## PROBLEM REQUIREMENTS
Copy out the records so that each line matches the original.

## RECORDS
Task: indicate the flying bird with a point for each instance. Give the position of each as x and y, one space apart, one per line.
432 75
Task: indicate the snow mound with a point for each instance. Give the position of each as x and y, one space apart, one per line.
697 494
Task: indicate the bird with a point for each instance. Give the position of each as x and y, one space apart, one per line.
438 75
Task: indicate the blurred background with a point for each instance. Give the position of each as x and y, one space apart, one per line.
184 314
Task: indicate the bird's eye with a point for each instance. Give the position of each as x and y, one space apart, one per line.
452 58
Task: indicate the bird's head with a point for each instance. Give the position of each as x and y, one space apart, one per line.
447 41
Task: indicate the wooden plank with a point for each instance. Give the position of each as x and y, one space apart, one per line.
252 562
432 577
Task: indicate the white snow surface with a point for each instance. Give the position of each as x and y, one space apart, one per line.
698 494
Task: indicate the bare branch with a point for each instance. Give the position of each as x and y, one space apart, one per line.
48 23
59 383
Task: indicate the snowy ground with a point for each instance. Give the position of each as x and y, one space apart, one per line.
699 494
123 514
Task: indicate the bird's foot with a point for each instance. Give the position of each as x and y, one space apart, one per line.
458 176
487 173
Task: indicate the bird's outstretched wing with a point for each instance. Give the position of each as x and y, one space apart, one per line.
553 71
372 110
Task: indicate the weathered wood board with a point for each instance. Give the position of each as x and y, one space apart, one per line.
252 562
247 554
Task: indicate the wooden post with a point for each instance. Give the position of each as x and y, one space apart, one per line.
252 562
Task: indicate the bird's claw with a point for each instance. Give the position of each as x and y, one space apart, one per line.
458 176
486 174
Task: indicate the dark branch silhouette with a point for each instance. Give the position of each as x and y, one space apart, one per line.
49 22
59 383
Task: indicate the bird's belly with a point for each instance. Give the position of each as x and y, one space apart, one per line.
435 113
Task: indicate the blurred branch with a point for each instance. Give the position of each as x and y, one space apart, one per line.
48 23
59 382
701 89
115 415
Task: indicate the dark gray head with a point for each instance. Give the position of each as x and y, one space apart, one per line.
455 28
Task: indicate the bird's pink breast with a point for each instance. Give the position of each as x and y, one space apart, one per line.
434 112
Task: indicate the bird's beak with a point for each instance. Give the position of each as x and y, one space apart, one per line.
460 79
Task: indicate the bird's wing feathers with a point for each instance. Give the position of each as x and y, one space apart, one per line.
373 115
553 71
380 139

## COMPLETED EXERCISE
Task: indicate the flying bird with a point for each instance. Give the position of each as x and y, one space apart, one per line.
432 75
Task: indicate the snow mound with a point for each instance. Give the position of each as x and y, one space apart, one per line.
697 494
Task: indicate the bird with a point for each instance. Give the position of each as x and y, one space apart, one per line.
438 75
Task: indicate the blurred background with a point for each instance. Give the position of each as x and y, one space apart, one per line.
184 314
Task: indicate the bird's eye with a point for each instance. Give the position of each as x and y, one space apart, one per line.
452 58
Task: indicate the bird's head with a point for each instance. Give the position of each as x and y, one space apart, one per line.
447 41
Task: indicate the wooden plank with a point for each instance. Give the position of each as x and y, one space apart, one per line.
252 562
432 577
Task: indicate the white snow surface with a point for each instance. Give the position of each as x and y, one space apart, one per line.
698 494
Task: indicate the bare branch with a point for each instance. Give the position of each as x and y, one space apart, one per line.
48 23
59 383
Task: indicate the snowy ground with a point for each instance. Give the position of each as x and y, one space apart, one per line.
699 494
123 514
Task: indicate the bird's foot with a point for each instance. Give the position of each as x and y, one space apart, one per line.
458 176
487 173
Task: indicate the bird's outstretched wing with a point for each instance. Give the position of each as x and y, one space apart, one per line.
553 71
372 110
Task: indicate the weathered wood board with a point for each instance. Give the position of each as x and y, one space apart, one per line.
252 562
247 554
Task: indicate the wooden post with a point for each instance. Give the position of each as x and y, one space apart, one per line.
252 562
Task: indicate the bird's claw with a point for each instance. Give the position of each as x and y, one space apart, one per line.
458 176
486 174
Task: indicate the dark branch silhouette with a point for each instance. Give the position of each as x and y, one space apart, one per line.
49 22
59 383
Task: indicate the bird's belly with a point for each instance. Give the position of each as x and y, one space apart, one per line.
435 113
Task: indicate the blurred branch with a point for each instance. Give the position of each as x and y, one space apart, one per line.
48 23
59 382
701 89
115 415
Task: indicate the dark gray head with a point for each instance. Give the position of each as x and y, one space apart, one per line.
455 28
Task: indicate the bird's pink breast with a point for each instance. Give the position of each as x and y, one space apart, one per line.
434 112
Task: indicate the bird's beak with a point for each instance. Give the position of each as x and y, one space apart, one per line.
460 79
Task: indicate the bird's wing feathers with a point for each instance. Give the position of each as x and y, one space apart, one per line.
373 115
553 71
380 139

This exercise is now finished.